ACTIVITY: Each record below has to be printed verbatim.

Extracted records
•••

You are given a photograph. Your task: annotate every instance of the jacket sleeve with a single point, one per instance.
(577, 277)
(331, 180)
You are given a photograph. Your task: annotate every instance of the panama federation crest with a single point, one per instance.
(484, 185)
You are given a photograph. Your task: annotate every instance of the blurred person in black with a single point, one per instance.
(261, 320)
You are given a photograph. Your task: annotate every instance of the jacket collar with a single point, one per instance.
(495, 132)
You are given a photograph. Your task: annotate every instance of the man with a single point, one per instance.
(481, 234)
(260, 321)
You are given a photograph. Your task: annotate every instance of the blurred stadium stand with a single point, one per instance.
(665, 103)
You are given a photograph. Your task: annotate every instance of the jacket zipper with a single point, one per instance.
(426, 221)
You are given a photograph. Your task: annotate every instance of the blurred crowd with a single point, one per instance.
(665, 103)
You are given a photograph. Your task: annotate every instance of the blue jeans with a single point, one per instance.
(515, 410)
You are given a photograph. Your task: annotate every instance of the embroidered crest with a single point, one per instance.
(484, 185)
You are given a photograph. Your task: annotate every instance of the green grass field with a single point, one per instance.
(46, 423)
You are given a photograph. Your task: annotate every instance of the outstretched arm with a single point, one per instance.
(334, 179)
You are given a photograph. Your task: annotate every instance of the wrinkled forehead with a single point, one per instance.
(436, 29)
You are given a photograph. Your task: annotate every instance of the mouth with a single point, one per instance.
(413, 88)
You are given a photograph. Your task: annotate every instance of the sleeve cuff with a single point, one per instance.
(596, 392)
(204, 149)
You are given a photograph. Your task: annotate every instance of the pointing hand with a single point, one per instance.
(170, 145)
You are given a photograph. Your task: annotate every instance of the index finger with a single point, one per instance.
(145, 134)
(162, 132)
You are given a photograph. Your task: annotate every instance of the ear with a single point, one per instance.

•••

RESPONSE FOR THIS EXERCISE:
You are given a photograph. Your task: annotate every instance of the jacket sleeve with a single point, one per instance.
(577, 277)
(331, 180)
You are given a photograph. Your task: annotate every instance of the panama federation crest with a single point, one per instance.
(484, 185)
You are given a photograph. Your task: annotate every instance of the blurred person in black with a single point, one per instance.
(261, 320)
You are given a photograph. Your task: annotate every instance of the jacket collar with a single point, one per instance.
(495, 132)
You are given a photograph. Your task: annotate every instance of the man with a single point, one per instance.
(481, 234)
(260, 321)
You are given a photograph. Your task: annotate every instance of the blurred stadium stand with a single point, one per instance.
(665, 103)
You are given a photograph. Your task: annotate every instance of the jacket zipper with a single point, one per instance.
(426, 221)
You are given a photograph. Your task: annotate every instance of the blurred crowd with a single point, one per instance.
(665, 103)
You are given a photograph. Your task: annotate every instance of the blue jeans with a single point, one per instance.
(515, 410)
You are given a photograph. Your task: annotate every instance of the embroidered crest with a single point, one per instance.
(484, 185)
You are given a photograph. Your task: annotate every instance of the green grass field with a single point, one per instance.
(46, 423)
You are given a photograph. Your task: annotate every instance of the outstretched arm with a single point, one per instance.
(334, 179)
You are given a photograph. Your task: annotate every instance of the wrinkled forehead with a single point, one per instance.
(436, 29)
You are given a photograph. Your task: annotate every instance of the mouth with a single point, one per instance.
(413, 88)
You are given a photograph. Your task: annotate every instance of the sleeve cuff with a single point, one per instance.
(596, 392)
(204, 149)
You are given a photograph. Your task: annotate every instance of the pointing hand with a single point, one per instance.
(170, 145)
You are given a photograph. Your task: annotate every instance of the index finger with a single point, one per instance.
(145, 134)
(162, 132)
You are given a photograph. Your task: annotate every instance of the ear with a single point, one per instance.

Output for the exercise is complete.